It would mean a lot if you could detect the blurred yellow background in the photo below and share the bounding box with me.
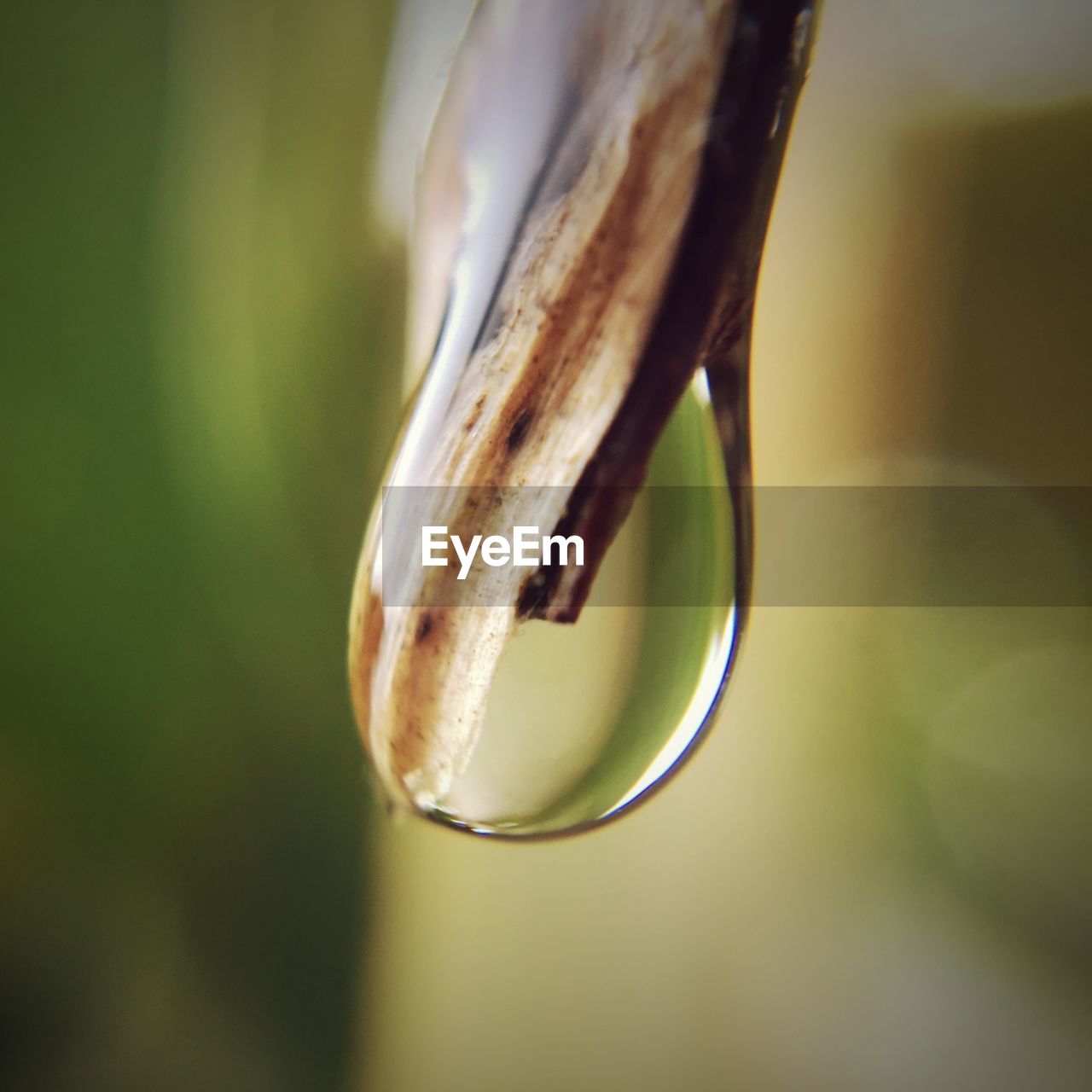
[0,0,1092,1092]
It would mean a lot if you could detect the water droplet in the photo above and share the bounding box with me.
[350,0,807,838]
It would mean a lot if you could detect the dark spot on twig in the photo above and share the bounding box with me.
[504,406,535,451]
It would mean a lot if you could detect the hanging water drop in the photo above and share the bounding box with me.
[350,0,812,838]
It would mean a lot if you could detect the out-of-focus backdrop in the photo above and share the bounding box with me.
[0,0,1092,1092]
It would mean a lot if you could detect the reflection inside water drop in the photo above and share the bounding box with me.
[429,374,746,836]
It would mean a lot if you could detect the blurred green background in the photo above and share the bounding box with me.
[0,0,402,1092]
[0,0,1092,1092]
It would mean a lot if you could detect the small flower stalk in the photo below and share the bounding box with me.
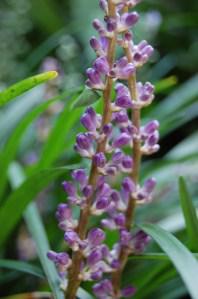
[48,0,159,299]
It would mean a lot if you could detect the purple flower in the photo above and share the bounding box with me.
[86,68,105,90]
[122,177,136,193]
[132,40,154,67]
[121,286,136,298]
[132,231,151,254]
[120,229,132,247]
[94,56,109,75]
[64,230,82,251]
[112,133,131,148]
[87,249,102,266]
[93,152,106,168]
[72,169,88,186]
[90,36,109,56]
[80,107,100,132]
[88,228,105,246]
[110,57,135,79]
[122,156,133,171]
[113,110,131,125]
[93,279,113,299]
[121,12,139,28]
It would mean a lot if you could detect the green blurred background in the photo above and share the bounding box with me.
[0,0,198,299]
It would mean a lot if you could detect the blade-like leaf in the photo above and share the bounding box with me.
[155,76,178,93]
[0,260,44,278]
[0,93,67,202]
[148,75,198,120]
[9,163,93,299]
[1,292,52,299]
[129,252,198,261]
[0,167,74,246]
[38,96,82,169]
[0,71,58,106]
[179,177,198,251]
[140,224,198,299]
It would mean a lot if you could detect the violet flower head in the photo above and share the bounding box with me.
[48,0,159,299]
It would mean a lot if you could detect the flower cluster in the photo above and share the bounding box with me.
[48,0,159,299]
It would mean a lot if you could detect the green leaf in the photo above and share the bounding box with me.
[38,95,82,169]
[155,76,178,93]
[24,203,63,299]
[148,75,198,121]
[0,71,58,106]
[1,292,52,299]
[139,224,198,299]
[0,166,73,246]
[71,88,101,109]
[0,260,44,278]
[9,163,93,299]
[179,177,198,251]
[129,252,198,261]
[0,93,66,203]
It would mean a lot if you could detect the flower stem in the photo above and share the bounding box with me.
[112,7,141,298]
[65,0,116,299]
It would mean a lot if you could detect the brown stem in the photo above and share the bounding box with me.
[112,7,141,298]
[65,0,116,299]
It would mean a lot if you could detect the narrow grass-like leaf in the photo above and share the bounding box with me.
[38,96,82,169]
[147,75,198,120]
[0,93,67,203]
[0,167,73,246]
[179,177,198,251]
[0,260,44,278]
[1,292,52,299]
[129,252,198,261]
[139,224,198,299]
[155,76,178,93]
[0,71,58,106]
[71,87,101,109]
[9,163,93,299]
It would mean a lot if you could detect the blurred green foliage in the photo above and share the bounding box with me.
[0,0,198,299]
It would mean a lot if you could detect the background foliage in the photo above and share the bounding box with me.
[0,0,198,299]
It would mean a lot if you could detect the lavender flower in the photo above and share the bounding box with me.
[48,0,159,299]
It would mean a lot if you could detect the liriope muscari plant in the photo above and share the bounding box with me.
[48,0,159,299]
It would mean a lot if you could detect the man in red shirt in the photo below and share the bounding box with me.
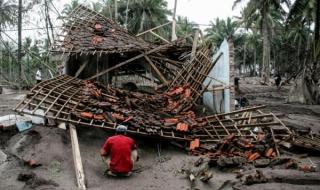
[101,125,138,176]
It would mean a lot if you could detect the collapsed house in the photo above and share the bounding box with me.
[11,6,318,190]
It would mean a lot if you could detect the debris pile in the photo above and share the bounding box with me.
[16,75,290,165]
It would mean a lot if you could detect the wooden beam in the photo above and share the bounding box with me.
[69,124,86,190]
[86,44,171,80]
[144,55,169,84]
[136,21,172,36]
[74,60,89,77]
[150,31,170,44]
┄┄┄┄┄┄┄┄┄┄
** Uit te voeren opdracht **
Schaal het stuk vanaf de regel met "It would mean a lot if you could detect the lavender" tot en met het einde van het materiaal: schrijf het volledig opnieuw uit, inclusief de zinnen ertussen, en vermenigvuldig daarbij elke coördinaat van de kaders in de antwoorden met 1,2, afgerond op hele getallen met halven naar boven. Laat de afbeeldingen weg.

** Het antwoord **
It would mean a lot if you could detect the lavender flower in the photo above and share the bounding box with me.
[58,0,191,359]
It would mean a lot if you could detect the liriope muscari plant in the photo above and share the bounding box with me.
[58,0,191,359]
It would mean a lot if you could detect the man in red shirt in the photo below and share the bounding box with me.
[121,150,166,211]
It would mean a lot if you could detect the collapsed house in the photo above and share the bounding box with me.
[13,7,382,228]
It would mean a lot if you could detect the debris pile in the photo above and share the bounding box with me.
[19,90,348,198]
It would mean a lot if you could detect the wooden beam in the photo above and share the bounding box with me.
[83,149,103,228]
[103,53,205,96]
[173,66,203,101]
[163,25,206,43]
[89,72,107,92]
[180,37,204,53]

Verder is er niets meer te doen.